* [Saved entries]:

^^^^^^^^

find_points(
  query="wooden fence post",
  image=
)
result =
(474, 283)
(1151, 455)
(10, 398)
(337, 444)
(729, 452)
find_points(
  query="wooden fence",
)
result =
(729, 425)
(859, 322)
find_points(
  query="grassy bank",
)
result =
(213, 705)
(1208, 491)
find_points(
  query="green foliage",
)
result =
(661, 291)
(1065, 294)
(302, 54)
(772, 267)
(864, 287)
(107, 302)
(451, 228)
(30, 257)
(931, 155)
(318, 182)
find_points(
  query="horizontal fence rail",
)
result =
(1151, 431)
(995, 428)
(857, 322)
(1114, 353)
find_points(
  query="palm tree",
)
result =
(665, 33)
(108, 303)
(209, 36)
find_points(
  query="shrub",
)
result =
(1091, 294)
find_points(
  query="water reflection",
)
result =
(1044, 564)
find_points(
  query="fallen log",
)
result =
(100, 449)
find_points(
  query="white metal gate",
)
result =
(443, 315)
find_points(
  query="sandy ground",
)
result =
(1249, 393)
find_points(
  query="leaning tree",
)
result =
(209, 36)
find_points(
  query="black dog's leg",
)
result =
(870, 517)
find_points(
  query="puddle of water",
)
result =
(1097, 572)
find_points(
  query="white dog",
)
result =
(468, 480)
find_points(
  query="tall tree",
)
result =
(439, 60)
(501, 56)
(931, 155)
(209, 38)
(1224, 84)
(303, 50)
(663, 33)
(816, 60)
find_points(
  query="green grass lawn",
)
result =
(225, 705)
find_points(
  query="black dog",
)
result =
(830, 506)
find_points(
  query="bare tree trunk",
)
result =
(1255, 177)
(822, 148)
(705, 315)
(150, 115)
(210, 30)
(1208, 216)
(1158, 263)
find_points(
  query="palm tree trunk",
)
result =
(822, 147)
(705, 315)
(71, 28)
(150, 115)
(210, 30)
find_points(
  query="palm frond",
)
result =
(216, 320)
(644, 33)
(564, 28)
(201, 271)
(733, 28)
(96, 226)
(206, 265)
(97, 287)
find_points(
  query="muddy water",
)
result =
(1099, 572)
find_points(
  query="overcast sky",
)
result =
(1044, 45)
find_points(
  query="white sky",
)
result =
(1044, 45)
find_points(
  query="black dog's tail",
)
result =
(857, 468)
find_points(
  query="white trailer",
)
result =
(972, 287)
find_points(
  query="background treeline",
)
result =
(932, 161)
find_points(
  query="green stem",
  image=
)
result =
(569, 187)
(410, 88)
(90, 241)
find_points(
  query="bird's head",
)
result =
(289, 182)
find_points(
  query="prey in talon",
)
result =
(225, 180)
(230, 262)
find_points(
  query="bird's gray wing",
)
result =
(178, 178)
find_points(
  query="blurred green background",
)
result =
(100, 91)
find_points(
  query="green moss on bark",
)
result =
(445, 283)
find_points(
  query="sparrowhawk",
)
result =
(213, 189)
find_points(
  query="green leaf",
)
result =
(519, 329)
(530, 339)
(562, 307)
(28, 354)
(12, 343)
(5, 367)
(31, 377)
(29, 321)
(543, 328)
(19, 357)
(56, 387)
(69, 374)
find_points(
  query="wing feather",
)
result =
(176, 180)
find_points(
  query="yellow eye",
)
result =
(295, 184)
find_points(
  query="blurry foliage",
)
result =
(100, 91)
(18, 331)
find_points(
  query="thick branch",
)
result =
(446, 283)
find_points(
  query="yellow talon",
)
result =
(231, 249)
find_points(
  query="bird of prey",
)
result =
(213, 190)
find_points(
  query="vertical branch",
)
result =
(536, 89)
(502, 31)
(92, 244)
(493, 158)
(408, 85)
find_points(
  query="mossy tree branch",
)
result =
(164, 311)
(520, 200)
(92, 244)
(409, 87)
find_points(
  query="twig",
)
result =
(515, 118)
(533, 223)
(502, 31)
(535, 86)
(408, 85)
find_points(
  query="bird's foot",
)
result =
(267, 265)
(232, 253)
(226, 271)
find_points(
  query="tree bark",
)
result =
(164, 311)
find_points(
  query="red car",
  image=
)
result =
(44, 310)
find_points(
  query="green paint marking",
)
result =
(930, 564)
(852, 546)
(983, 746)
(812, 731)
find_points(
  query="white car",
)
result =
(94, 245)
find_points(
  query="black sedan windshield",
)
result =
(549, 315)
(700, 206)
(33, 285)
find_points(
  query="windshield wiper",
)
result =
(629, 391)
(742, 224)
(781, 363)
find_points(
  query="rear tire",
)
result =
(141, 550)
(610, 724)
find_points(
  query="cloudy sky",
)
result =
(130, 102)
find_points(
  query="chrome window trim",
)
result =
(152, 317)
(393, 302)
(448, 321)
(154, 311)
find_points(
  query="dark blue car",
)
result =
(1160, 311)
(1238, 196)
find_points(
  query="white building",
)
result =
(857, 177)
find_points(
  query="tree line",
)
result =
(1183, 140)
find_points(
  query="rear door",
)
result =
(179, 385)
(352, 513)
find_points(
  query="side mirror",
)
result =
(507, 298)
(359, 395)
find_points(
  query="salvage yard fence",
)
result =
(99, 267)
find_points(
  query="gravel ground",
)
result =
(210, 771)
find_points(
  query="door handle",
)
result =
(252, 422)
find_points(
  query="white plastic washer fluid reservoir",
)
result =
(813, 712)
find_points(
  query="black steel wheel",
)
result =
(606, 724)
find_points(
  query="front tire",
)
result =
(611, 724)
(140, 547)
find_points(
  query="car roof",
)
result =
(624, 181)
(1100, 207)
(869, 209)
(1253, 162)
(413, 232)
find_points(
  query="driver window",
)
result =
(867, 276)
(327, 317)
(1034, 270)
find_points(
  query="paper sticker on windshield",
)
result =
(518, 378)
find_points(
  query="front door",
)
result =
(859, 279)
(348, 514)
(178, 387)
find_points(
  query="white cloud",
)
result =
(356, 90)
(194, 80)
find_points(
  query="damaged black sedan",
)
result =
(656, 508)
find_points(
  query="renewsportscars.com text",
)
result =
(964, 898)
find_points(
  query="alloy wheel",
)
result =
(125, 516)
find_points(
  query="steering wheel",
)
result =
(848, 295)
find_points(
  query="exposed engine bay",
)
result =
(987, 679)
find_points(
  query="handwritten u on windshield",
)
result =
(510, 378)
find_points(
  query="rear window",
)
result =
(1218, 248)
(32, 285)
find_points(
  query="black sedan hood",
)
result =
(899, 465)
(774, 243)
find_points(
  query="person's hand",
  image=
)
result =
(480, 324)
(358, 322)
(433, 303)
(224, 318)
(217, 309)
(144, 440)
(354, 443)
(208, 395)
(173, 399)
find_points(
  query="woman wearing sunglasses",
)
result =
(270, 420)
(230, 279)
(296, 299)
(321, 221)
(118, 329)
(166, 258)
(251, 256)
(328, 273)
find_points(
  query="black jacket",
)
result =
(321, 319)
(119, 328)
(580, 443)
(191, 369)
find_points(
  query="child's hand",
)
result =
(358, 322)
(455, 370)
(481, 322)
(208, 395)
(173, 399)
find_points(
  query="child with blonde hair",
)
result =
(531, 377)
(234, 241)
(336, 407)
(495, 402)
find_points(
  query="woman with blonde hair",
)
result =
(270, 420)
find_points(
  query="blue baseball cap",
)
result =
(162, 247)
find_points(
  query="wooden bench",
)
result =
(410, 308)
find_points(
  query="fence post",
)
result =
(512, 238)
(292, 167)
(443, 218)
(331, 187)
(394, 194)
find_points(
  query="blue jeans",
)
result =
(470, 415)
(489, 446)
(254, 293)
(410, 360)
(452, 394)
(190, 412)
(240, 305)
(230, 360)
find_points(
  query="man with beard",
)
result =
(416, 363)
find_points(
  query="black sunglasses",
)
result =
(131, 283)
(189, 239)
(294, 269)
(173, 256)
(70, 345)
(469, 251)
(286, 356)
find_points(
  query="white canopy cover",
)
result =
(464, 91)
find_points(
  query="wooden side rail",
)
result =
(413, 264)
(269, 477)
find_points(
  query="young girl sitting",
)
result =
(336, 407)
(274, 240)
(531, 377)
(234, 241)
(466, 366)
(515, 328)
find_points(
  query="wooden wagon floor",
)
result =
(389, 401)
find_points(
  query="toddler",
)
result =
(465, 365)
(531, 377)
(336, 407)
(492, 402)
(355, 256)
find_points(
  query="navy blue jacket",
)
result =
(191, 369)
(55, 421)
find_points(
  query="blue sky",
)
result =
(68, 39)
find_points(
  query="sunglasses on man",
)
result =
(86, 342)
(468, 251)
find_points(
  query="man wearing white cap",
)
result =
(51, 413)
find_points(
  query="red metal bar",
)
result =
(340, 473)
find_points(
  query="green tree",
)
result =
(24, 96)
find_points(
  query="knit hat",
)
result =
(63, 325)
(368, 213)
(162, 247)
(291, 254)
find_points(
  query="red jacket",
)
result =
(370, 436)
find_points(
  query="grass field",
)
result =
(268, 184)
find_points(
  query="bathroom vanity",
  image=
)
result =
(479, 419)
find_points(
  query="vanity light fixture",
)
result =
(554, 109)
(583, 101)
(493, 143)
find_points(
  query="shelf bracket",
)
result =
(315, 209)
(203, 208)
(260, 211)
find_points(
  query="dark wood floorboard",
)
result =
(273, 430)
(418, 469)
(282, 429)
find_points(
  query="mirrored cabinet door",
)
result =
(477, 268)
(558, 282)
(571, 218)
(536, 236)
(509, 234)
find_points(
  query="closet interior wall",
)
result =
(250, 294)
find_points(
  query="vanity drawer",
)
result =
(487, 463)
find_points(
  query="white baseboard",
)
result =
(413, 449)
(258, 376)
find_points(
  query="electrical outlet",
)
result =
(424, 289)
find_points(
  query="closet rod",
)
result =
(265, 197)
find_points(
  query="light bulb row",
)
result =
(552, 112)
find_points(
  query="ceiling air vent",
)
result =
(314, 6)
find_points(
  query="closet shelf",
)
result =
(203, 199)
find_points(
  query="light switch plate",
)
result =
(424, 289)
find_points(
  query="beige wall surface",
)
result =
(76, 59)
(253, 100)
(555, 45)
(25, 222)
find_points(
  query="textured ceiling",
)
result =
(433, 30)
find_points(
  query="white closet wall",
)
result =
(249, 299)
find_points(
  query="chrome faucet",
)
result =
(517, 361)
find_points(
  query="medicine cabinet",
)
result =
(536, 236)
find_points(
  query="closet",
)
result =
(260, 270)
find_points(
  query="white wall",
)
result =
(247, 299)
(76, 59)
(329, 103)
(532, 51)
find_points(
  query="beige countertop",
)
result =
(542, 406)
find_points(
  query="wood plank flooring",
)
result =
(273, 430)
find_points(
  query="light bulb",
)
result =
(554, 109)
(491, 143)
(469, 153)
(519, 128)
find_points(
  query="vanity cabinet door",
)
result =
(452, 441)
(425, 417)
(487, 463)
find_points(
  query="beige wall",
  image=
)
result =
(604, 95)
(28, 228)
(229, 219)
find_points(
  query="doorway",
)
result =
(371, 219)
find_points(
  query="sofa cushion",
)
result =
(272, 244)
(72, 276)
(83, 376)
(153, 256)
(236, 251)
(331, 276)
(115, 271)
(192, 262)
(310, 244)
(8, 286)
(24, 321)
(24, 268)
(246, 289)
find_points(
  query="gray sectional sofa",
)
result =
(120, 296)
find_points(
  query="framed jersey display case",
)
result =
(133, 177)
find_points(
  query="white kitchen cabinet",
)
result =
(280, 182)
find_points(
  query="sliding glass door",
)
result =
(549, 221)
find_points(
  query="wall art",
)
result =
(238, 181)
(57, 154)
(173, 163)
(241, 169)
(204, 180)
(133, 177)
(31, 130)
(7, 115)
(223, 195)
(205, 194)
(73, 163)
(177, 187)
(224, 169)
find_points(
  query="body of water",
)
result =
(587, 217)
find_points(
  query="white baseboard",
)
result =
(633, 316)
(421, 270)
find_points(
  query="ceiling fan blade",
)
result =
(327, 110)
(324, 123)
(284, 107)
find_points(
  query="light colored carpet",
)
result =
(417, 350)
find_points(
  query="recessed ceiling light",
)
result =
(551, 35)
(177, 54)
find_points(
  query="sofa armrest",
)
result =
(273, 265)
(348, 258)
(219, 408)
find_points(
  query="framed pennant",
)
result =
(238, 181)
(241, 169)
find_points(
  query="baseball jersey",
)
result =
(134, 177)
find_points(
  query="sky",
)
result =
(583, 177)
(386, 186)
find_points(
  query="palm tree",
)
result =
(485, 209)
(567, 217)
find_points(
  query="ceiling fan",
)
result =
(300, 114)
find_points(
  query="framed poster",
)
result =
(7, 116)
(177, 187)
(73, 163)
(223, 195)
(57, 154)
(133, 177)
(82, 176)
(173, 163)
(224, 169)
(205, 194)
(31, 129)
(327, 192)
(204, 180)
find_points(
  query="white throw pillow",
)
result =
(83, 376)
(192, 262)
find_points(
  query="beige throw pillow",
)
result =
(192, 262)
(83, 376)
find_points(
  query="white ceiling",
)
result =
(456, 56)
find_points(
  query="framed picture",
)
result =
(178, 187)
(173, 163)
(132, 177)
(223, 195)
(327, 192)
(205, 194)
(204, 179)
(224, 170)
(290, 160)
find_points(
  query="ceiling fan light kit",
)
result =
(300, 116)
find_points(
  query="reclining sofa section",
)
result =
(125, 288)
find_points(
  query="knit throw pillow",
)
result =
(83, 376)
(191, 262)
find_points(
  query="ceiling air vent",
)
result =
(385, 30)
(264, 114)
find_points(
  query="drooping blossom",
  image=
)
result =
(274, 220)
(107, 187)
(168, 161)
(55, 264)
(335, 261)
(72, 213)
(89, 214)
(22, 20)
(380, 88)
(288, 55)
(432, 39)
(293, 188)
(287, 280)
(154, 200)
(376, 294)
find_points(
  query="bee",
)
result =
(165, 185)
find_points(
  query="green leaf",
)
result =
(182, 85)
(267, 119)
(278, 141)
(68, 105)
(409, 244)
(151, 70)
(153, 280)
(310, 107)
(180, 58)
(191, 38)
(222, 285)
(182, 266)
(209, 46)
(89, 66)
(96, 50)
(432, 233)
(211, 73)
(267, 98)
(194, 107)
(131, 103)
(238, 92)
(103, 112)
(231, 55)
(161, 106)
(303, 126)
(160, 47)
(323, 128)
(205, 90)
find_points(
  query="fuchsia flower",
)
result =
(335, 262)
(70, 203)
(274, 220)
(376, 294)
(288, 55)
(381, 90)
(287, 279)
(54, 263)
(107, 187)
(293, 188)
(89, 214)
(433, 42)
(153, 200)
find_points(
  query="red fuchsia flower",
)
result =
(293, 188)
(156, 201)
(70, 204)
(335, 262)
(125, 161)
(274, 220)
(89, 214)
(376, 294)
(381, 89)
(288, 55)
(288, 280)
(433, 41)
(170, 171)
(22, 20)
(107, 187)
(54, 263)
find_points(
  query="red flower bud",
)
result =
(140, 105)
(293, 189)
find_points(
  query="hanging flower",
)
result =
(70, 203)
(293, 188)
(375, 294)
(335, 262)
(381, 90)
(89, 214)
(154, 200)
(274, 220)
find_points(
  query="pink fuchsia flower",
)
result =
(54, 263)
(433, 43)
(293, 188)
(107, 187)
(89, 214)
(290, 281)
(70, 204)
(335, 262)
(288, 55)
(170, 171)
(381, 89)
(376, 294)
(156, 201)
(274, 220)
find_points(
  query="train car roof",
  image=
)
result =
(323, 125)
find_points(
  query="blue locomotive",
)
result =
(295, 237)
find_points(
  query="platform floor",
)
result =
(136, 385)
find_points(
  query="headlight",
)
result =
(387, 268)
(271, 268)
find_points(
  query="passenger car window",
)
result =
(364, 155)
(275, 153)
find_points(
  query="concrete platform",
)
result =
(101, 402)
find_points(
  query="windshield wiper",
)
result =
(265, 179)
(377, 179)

^^^^^^^^

* [Your instructions]:
Search the records above for "black". Copy each line where it is found.

* [Response to the task]:
  query="black dog's leg",
  query="black dog",
  query="black dog's tail",
  query="black sedan windshield",
  query="black steel wheel",
  query="damaged black sedan",
  query="black sedan hood",
  query="black jacket",
  query="black sunglasses",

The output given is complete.